Pointing and labeling entries
* * * * * * * * *
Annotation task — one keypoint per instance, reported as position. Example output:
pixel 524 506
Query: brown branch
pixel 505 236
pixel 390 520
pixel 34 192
* * * * * * * * *
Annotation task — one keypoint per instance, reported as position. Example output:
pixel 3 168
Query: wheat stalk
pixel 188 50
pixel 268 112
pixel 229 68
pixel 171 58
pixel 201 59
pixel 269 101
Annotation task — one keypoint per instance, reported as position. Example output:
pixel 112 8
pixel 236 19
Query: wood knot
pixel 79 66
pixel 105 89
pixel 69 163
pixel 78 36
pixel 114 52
* * * * * * * * *
§ Exercise directions: Find every line in the records that contains the word "Query", matching case exactly, and copy each of those lines out in full.

§ Exercise result:
Query: brown branch
Query: wheat stalk
Query: wood knot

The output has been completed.